### [Set task]
Transcribe all the records with complete accuracy.

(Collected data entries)
·····

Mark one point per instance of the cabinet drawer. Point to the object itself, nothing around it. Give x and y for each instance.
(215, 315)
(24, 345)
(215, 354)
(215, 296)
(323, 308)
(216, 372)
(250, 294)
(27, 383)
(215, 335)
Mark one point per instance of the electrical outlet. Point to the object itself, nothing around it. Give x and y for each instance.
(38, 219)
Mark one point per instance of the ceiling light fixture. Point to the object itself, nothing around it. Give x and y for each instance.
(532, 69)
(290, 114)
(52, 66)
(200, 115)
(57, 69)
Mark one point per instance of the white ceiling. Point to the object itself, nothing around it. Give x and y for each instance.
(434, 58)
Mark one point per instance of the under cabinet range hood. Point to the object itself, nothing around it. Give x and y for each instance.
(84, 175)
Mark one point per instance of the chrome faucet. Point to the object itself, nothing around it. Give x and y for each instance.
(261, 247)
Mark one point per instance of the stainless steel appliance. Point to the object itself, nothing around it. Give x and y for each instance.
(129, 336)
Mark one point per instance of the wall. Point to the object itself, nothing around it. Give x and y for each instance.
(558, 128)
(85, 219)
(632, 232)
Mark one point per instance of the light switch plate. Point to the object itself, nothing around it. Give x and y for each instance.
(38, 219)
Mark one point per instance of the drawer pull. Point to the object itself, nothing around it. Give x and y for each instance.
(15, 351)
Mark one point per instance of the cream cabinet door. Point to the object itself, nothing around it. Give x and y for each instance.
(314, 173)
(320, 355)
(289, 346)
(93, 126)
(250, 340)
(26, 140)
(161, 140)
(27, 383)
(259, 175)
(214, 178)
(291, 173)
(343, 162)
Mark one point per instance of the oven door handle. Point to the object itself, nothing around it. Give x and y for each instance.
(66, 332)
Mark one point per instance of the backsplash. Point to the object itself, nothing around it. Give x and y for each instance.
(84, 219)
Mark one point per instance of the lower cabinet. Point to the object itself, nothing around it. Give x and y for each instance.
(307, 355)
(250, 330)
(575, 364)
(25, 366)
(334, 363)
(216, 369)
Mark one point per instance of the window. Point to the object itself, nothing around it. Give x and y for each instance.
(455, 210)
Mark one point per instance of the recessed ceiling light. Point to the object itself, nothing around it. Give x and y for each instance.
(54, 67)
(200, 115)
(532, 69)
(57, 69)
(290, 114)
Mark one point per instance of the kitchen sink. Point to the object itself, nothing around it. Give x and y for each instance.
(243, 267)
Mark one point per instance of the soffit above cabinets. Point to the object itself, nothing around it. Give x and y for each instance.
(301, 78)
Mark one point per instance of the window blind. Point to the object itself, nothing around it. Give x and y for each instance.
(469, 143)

·····

### [Result for this task]
Mark one point per instance of the cabinet drawer. Point to the object itself, nothing around it. Give x and y for each instance.
(215, 315)
(24, 345)
(215, 354)
(215, 296)
(323, 308)
(216, 372)
(250, 294)
(27, 383)
(215, 335)
Mark one point per instance of the electrical outlet. Point to the object itself, nothing around it. Give x and y for each instance.
(38, 219)
Mark one point per instance of the ceiling light fixture. Point to the object itself, nothing around it. Give x and y for each instance.
(532, 69)
(290, 114)
(52, 66)
(200, 115)
(57, 69)
Mark one point per instance of the white ceiling. Point to the object itself, nothing around it. Give x and y for each instance.
(434, 58)
Mark one point per instance of the under cabinet range hood. Point to the object itself, nothing around it. Give x and y for each instance.
(84, 175)
Mark one point per instance of the chrome faucet. Point to the object itself, nothing around it. Give x and y for each instance.
(261, 247)
Mark one point per instance of the stainless steel appliance. Point to the object itself, nothing around it. Give x and y for each instance.
(129, 336)
Mark one point per instance of the wall. Point to the object itself, nothing around it. Give x and y for each instance.
(558, 128)
(85, 219)
(632, 232)
Mark one point per instance of the light switch plate. Point to the object itself, nothing around it. Give x and y for each instance.
(38, 219)
Mark one point per instance of the drawer pull. Point to the object itself, nothing around it. Give x and y for each instance.
(15, 351)
Mark one point per instance of the cream cabinet door. Point to the object itself, nothing around it. Give x and y for each instance.
(314, 173)
(320, 355)
(289, 346)
(93, 126)
(250, 340)
(26, 140)
(161, 140)
(27, 383)
(259, 175)
(214, 178)
(291, 173)
(343, 162)
Mark one point per instance of the oven door handle. Point to the object itself, nothing around it. Give x and y for each instance.
(66, 332)
Mark one point per instance of the backsplash. Point to the object itself, nothing around it. Give x and y for each instance.
(84, 219)
Mark one point per instance of the lower cabinet. Point to the object itself, nothing around it. Give x and y for each instance.
(307, 355)
(250, 330)
(575, 364)
(25, 366)
(334, 363)
(216, 369)
Mark one point per instance of the window. Point to the object itself, nothing around it. Give x and y for each instance.
(455, 210)
Mark one point per instance of the recessed ceiling light. Point to the object itself, nothing around it. Give x and y for each instance.
(54, 67)
(200, 115)
(532, 69)
(57, 69)
(290, 114)
Mark one point per instance of the kitchen sink. Point to the object itself, nothing around it. Give x and y for each instance.
(243, 267)
Mark one point per instance of the soffit above cabinets. Point to the object itself, nothing around it. Give x and y for each instance.
(301, 78)
Mark one point per instance of the window blind. Point to the object itself, nothing around it. Give x and y for each instance.
(469, 143)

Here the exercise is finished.